Work to complete
In your copy, include every record exactly and no pictures.

START Dataset content

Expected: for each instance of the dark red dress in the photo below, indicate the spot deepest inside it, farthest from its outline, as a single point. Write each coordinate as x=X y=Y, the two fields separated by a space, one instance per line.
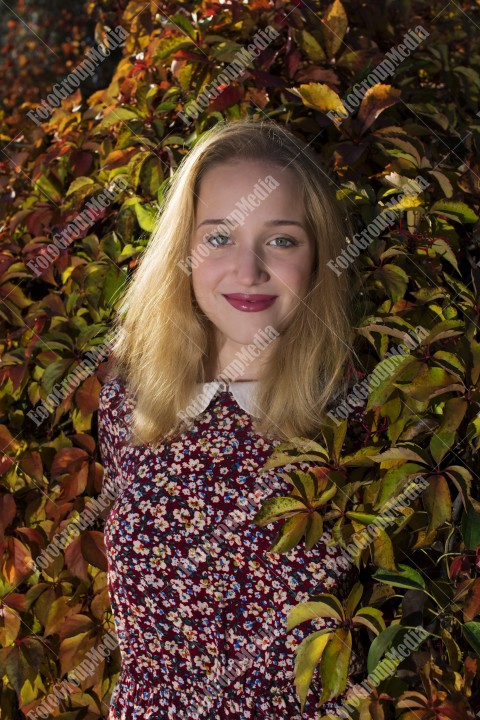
x=198 y=601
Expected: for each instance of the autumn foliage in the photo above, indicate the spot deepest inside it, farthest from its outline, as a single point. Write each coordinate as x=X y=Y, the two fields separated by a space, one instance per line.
x=421 y=420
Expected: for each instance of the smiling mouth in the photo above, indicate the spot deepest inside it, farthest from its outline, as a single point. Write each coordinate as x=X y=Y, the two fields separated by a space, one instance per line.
x=250 y=302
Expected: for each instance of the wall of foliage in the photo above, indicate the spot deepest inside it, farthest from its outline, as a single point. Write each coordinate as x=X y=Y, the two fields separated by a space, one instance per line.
x=420 y=420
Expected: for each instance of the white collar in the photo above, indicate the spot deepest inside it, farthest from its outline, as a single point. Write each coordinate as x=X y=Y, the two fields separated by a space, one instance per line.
x=243 y=392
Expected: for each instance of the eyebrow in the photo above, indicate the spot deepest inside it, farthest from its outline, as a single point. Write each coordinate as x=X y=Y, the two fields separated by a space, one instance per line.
x=219 y=221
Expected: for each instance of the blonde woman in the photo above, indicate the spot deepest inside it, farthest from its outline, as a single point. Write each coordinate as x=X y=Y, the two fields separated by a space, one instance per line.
x=232 y=336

END Dataset content

The answer
Expected: for each instance of the dark red dress in the photo below, indicate the spot deepest inside it, farthest from its outline, as a single point. Write each coordinate as x=X y=Y, the two fields separated by a space, one instance per line.
x=198 y=601
Expected: for each instance of the autumn foliage in the photo above, indicate the spot deepest inside it, farthest from its outline, as a single point. Write each coordinate as x=X y=Y, the two fields separated by a space, one instance per line.
x=421 y=420
Expected: for each instance of the smiling mouth in the photo above, indicate the spot deepest inside it, farthest from its outline, as a single point. Write each coordinate as x=X y=Y, the two fields separated by a space, one instance per line.
x=250 y=302
Expected: for each instance of the wall of foliage in the photo above, indicate the spot deepest inside it, farthest from its outline, as a single point. Write each coordinate as x=X y=Y, the two fields separated by a space, one instance per line.
x=420 y=420
Expected: for each instance of the white collar in the photo above, indicate the spot deepest inside it, farthest from its outline, as a single point. Write each coordinate as x=X y=Y, the two fields separated by a space, one instance per line.
x=243 y=392
Expected: for each instance of the eyebrow in the photo above, indicate the spot deepest inside it, farthest from its outline, as a single point. Write each coordinate as x=X y=Y, the two fields separated by a space, one instance per line.
x=219 y=221
Expected: for each instance of the blonde woman in the photo above, indicate the spot deepest inside it, farthest from its outline, as a single point. Write each coordinate as x=X y=Y, the two fields separated by a space, one instance per line.
x=232 y=336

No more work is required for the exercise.